## Aim
Reproduce the rows below word for word, but leave out the pictures.

..............................

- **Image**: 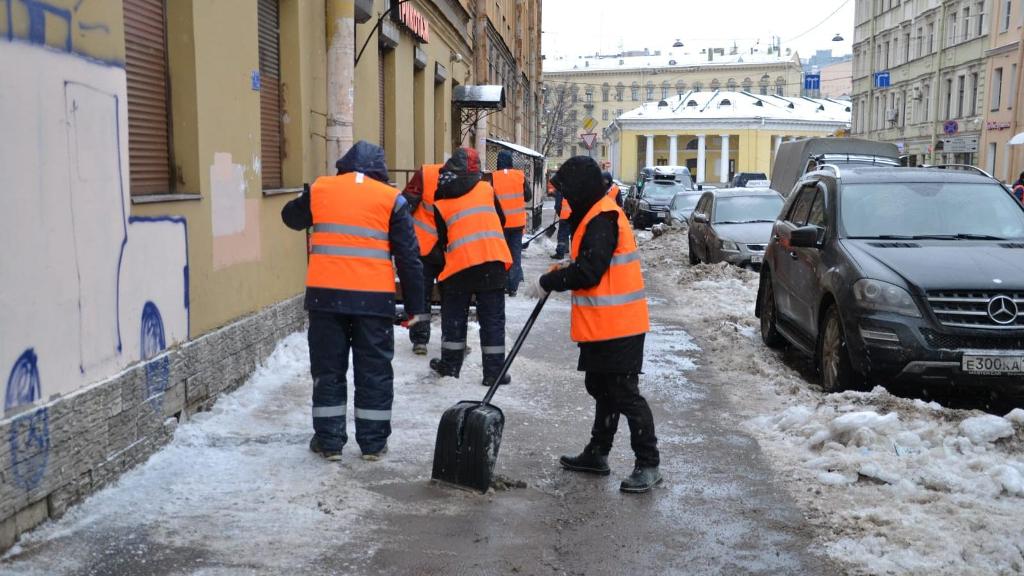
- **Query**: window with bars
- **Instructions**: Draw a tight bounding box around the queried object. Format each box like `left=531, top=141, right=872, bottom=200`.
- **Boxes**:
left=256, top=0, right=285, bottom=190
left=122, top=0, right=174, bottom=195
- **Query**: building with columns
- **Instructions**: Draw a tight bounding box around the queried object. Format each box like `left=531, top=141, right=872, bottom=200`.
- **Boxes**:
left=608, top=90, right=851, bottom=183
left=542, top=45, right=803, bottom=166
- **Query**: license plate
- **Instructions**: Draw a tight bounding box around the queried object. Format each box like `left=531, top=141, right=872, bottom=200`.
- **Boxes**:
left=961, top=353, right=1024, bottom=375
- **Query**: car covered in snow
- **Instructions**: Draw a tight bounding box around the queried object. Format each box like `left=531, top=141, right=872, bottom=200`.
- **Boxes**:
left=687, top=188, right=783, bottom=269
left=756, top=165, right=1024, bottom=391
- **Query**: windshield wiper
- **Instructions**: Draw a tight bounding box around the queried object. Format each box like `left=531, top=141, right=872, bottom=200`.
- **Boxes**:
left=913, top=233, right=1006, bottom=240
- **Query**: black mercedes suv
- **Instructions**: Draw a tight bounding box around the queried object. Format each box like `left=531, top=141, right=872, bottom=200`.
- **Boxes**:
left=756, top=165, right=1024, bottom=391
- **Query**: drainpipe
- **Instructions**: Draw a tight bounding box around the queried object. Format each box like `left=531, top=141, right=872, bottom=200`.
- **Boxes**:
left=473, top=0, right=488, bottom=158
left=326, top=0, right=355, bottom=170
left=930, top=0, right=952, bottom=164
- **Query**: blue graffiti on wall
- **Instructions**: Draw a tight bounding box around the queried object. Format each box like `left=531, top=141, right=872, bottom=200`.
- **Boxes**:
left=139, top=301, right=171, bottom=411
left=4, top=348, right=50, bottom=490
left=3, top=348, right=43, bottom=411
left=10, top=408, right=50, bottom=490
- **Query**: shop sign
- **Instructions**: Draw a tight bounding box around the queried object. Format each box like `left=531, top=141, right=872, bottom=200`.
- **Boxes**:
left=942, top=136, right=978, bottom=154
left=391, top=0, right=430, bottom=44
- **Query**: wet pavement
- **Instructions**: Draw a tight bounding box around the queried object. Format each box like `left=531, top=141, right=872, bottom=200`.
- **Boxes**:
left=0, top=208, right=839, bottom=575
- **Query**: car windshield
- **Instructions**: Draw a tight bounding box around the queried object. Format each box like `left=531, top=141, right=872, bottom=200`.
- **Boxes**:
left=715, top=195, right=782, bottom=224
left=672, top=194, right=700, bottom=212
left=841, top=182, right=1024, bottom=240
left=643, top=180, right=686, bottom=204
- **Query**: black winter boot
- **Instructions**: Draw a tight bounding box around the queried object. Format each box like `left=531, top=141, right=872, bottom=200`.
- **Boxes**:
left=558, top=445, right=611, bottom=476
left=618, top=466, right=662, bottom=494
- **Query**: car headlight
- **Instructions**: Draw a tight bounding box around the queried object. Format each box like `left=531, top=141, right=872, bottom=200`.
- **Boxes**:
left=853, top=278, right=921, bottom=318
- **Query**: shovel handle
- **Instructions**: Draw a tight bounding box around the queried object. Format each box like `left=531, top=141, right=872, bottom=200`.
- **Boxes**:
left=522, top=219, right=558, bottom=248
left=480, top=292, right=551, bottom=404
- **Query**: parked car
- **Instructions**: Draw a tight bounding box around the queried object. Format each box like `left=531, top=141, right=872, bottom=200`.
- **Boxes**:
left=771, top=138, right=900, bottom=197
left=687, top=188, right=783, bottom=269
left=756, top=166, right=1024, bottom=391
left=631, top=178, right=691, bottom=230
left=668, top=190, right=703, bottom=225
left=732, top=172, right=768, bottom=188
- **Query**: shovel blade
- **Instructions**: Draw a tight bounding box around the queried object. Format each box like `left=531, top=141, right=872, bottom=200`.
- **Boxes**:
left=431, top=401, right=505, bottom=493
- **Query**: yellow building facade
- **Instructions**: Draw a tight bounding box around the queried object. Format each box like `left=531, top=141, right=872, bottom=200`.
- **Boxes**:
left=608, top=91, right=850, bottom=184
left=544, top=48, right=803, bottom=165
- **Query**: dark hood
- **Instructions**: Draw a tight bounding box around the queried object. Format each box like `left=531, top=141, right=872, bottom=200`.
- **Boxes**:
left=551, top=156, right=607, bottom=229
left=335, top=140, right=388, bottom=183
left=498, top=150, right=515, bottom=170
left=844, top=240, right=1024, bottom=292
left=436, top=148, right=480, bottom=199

..............................

## Finished task
- **Image**: 
- **Query**: window with bars
- **Instructions**: Draw a tight bounding box around the queried object. Format each box like `left=531, top=141, right=872, bottom=200`.
- **Boxes**:
left=256, top=0, right=285, bottom=190
left=122, top=0, right=174, bottom=195
- **Query**: building with columns
- **Instructions**: Draw a tight bounding box around the queried object. Format each box like `left=531, top=141, right=872, bottom=200`.
- **Boxes**:
left=608, top=90, right=851, bottom=183
left=542, top=45, right=803, bottom=166
- **Query**: license plate
- **Instructions**: Draw a tight bounding box around the queried object. Format each box like `left=531, top=141, right=872, bottom=200`.
- **Boxes**:
left=961, top=353, right=1024, bottom=375
- **Query**: car covered in snow
- **Instructions**: Draw a tight bounding box around the queried object. Format each box like `left=531, top=141, right=872, bottom=200`.
- **Boxes**:
left=687, top=188, right=783, bottom=269
left=756, top=165, right=1024, bottom=391
- **Query**: windshield wiper
- **Instructions**: Draw a tight bounding box around the queried object. Format each box like `left=531, top=141, right=872, bottom=200`.
- **Boxes**:
left=913, top=233, right=1006, bottom=240
- **Query**: black mercedes suv
- **Instructions**: Draw a tight bounding box around the queried object. Format each box like `left=531, top=141, right=872, bottom=200`.
- **Boxes**:
left=756, top=165, right=1024, bottom=391
- **Query**: drainpipe
- **Instructions**: Draw a tight bounding box around the queried object. Format each box like `left=531, top=141, right=872, bottom=200`.
- **Boxes**:
left=473, top=0, right=488, bottom=158
left=326, top=0, right=355, bottom=170
left=930, top=0, right=952, bottom=164
- **Query**: blue graffiti on wall
- **Instructions**: Draw a tight bounding box around the queried object. Format each box like `left=531, top=141, right=872, bottom=200`.
- **Boxes**:
left=139, top=301, right=171, bottom=411
left=4, top=348, right=50, bottom=490
left=3, top=348, right=43, bottom=411
left=10, top=408, right=50, bottom=490
- **Query**: shop sign
- **Instructions**: Draw a tight bounding box around the queried object. Format each box like `left=531, top=141, right=872, bottom=200`.
- **Boxes**:
left=942, top=136, right=978, bottom=154
left=391, top=0, right=430, bottom=44
- **Query**: wet pavement
- **Instructions**: Draw a tight bounding box around the queried object. Format each box like `left=531, top=141, right=872, bottom=200`.
- **Boxes**:
left=0, top=208, right=839, bottom=575
- **Query**: car windshield
- **Instructions**: Draw a tight bounding box around the queried object. Format each box like `left=531, top=141, right=872, bottom=200`.
- **Boxes**:
left=715, top=195, right=782, bottom=224
left=672, top=194, right=700, bottom=212
left=841, top=182, right=1024, bottom=240
left=643, top=180, right=686, bottom=204
- **Query**: black winter boot
- **Instructions**: Draw a tight bounding box around the queried object. Format each box like `left=531, top=141, right=872, bottom=200`.
- **Boxes**:
left=558, top=445, right=611, bottom=476
left=618, top=466, right=662, bottom=494
- **Query**: car headlight
- **Instructions**: Draw a tight bounding box around the queried object. Format each box like `left=531, top=141, right=872, bottom=200`.
- **Boxes**:
left=853, top=278, right=921, bottom=318
- **Query**: shovel handle
- **Instructions**: Draw a tight bounding box around the queried object. Format each box like `left=531, top=141, right=872, bottom=200`.
- **Boxes**:
left=522, top=219, right=558, bottom=248
left=480, top=292, right=551, bottom=404
- **Query**: parked car
- **Instructions**: Draw a tight bounding box around the queried object. Format each box like `left=531, top=141, right=872, bottom=200`.
- **Boxes**:
left=771, top=138, right=900, bottom=197
left=687, top=188, right=783, bottom=269
left=756, top=166, right=1024, bottom=391
left=631, top=178, right=691, bottom=230
left=668, top=190, right=703, bottom=225
left=732, top=172, right=768, bottom=188
- **Query**: shovel blade
- **Instructions**: Draw a tight bounding box around the queried object. Format each box like `left=531, top=141, right=872, bottom=200`.
- **Boxes**:
left=431, top=401, right=505, bottom=493
- **Query**: yellow building facade
- **Instructions**: Draw a tight bounding box around the queried object. Format each box like `left=531, top=141, right=872, bottom=200`.
- **Boxes**:
left=608, top=91, right=850, bottom=184
left=544, top=48, right=803, bottom=165
- **Query**: dark hood
- **Instructions**: Draw a tight bounding box around the queried object. Format each box like `left=531, top=141, right=872, bottom=200`.
- **Boxes**:
left=551, top=156, right=607, bottom=229
left=335, top=140, right=388, bottom=183
left=498, top=150, right=515, bottom=170
left=844, top=240, right=1024, bottom=292
left=436, top=148, right=480, bottom=199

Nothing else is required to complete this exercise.